Task instructions
Among the entries below, one stretch runs from the line that contains "like (162, 207)." through the line that contains "like (191, 110).". Repeat that stretch exactly, ends included, and only that.

Source records
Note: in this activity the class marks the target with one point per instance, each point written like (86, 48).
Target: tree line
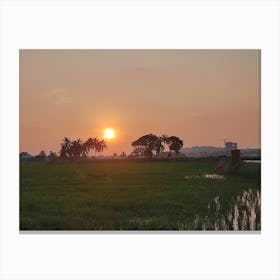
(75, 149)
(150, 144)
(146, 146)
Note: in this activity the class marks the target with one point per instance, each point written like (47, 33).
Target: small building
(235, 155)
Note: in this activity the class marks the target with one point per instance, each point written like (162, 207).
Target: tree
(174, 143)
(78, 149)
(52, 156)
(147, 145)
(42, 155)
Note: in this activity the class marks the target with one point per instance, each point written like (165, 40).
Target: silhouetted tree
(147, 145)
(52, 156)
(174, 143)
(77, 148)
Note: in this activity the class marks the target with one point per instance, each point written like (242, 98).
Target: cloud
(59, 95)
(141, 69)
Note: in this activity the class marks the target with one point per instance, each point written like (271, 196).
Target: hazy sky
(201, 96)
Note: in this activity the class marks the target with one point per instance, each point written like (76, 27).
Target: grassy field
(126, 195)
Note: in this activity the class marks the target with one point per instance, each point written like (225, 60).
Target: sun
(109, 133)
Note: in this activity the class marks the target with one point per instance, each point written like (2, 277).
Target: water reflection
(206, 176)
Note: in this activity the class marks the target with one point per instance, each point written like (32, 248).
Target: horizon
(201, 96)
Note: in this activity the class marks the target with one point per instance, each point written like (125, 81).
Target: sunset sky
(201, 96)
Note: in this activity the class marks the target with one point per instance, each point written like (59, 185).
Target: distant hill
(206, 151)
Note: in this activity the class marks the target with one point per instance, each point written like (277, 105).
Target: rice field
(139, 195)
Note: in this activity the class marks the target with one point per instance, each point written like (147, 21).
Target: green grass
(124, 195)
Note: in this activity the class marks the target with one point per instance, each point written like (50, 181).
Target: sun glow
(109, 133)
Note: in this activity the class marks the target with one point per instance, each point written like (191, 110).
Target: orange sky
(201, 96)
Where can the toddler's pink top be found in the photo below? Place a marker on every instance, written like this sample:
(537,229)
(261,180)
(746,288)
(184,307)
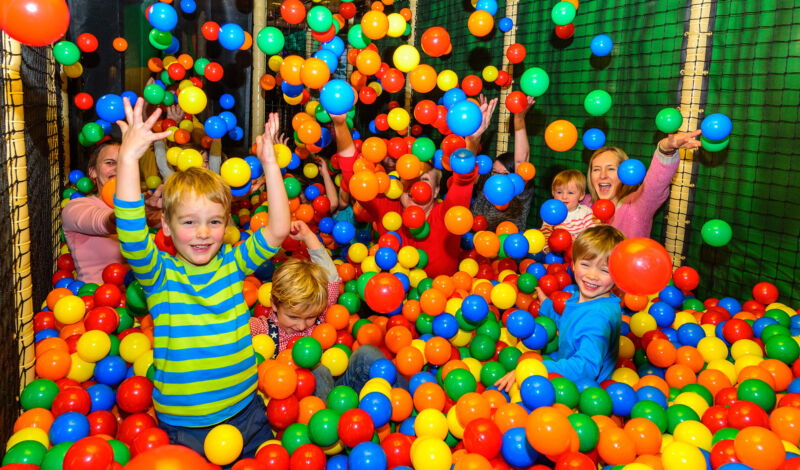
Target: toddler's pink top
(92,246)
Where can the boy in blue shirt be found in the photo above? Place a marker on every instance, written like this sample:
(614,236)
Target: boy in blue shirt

---

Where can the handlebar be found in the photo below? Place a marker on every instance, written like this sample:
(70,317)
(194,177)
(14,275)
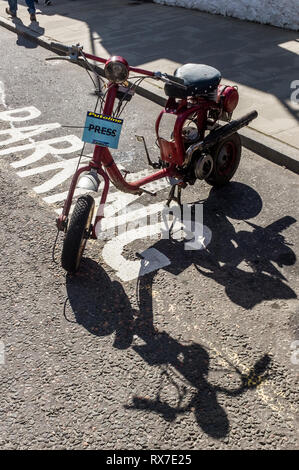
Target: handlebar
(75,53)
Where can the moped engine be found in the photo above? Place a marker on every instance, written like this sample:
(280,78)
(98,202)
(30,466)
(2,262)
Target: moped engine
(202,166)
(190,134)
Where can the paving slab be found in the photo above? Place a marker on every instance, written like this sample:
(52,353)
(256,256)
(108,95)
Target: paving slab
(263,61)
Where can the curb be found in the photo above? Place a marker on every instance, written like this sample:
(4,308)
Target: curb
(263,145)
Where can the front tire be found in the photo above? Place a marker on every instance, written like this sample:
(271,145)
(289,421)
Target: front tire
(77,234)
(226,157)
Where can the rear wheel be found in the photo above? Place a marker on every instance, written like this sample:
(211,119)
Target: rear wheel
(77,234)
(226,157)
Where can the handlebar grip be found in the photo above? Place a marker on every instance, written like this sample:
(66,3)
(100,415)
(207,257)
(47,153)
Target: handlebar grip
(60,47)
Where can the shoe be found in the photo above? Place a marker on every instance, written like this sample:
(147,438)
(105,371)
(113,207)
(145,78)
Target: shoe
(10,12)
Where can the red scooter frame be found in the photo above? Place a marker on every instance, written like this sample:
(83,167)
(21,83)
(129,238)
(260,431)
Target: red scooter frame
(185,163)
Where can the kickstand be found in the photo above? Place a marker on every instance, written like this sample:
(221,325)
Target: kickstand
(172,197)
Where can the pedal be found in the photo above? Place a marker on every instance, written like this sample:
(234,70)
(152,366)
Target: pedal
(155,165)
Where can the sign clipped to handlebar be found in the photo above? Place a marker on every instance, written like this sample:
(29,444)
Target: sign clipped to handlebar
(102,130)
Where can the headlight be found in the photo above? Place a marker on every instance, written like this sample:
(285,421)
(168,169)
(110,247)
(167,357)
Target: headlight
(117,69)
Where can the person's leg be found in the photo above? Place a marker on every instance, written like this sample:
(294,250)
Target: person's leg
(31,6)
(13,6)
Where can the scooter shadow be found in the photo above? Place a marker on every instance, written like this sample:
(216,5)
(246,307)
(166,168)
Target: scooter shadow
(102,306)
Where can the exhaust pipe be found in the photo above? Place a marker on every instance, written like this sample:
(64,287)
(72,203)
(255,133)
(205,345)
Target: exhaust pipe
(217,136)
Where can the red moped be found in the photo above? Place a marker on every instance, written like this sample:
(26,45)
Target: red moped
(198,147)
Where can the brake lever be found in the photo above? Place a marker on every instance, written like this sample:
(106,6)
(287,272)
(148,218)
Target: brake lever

* * *

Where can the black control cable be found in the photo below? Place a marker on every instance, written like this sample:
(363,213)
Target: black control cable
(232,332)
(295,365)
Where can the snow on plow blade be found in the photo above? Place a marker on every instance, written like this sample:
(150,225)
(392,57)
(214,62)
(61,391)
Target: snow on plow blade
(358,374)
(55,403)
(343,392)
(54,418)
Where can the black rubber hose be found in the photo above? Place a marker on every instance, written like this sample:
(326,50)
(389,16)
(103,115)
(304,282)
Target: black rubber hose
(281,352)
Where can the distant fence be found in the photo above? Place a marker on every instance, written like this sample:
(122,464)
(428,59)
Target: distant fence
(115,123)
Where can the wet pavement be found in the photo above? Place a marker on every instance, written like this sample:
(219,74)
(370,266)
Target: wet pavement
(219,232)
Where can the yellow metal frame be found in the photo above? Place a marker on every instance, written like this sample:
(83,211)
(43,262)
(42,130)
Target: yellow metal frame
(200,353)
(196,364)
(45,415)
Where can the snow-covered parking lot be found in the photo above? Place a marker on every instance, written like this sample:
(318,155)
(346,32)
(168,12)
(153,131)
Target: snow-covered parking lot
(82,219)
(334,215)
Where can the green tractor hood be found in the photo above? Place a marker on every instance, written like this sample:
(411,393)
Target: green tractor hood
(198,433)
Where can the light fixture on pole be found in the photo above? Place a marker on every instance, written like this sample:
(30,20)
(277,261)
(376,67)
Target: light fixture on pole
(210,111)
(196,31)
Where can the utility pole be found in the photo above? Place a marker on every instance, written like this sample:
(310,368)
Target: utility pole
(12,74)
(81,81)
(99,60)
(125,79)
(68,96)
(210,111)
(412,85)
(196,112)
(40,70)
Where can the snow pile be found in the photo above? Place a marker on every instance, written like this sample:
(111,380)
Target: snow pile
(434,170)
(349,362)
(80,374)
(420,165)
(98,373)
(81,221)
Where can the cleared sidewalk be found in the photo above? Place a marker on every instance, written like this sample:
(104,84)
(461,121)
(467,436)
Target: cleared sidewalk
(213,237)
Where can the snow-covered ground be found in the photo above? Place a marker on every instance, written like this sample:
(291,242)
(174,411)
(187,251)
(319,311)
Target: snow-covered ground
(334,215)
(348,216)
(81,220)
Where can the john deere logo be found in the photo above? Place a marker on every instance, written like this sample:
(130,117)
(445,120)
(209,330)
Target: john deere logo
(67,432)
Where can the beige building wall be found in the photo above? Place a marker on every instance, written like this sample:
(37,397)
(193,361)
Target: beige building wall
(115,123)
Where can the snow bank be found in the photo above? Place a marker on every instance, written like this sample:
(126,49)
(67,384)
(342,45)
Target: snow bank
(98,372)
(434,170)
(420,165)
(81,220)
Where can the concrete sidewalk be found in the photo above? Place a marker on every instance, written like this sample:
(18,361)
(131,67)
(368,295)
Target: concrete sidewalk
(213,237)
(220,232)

Result of the task
Note: in this activity the class marks the target with one point per instance, each point written like (162, 207).
Target: tree
(174, 143)
(78, 149)
(52, 156)
(147, 145)
(42, 155)
Note: in this activity the class marks the target with one point per instance, each point written like (165, 40).
Target: silhouetted tree
(147, 145)
(52, 156)
(174, 143)
(77, 148)
Note: in this activity the class marks the target with one point per instance, each point written like (242, 98).
Target: cloud
(59, 95)
(141, 69)
Note: in this activity the class marks the target with one point per instance, each point written like (271, 196).
Target: hazy sky
(201, 96)
Note: in this activity the class marks the target with one point per instance, each point written like (76, 27).
Target: grassy field
(126, 195)
Note: in this activity the class marks the target with one point per instance, each point written like (225, 60).
Target: sun
(109, 133)
Note: in this activity the class marks the target with one point per instance, each point written like (2, 277).
Target: water reflection
(206, 176)
Note: in this activity the class marks the target with one point per instance, each point written like (32, 248).
Target: horizon
(201, 96)
Note: in this activity the class marks the target with one point per instance, each point written like (125, 81).
Target: sunset sky
(201, 96)
Note: in this activity the class marks the target with one point per instance, each point written like (59, 185).
Target: distant hill
(206, 151)
Note: in this activity the class marks the target with one point per instance, each point written like (277, 105).
Target: rice field
(139, 195)
Note: in this activity the class marks the target with one point per instance, each point written like (147, 21).
Target: green grass
(124, 195)
Note: in this activity the class marks the target with one point per instance, each point written like (50, 181).
Target: sun glow
(109, 133)
Note: in this activity the class marks the target with one point per instance, each point written like (191, 110).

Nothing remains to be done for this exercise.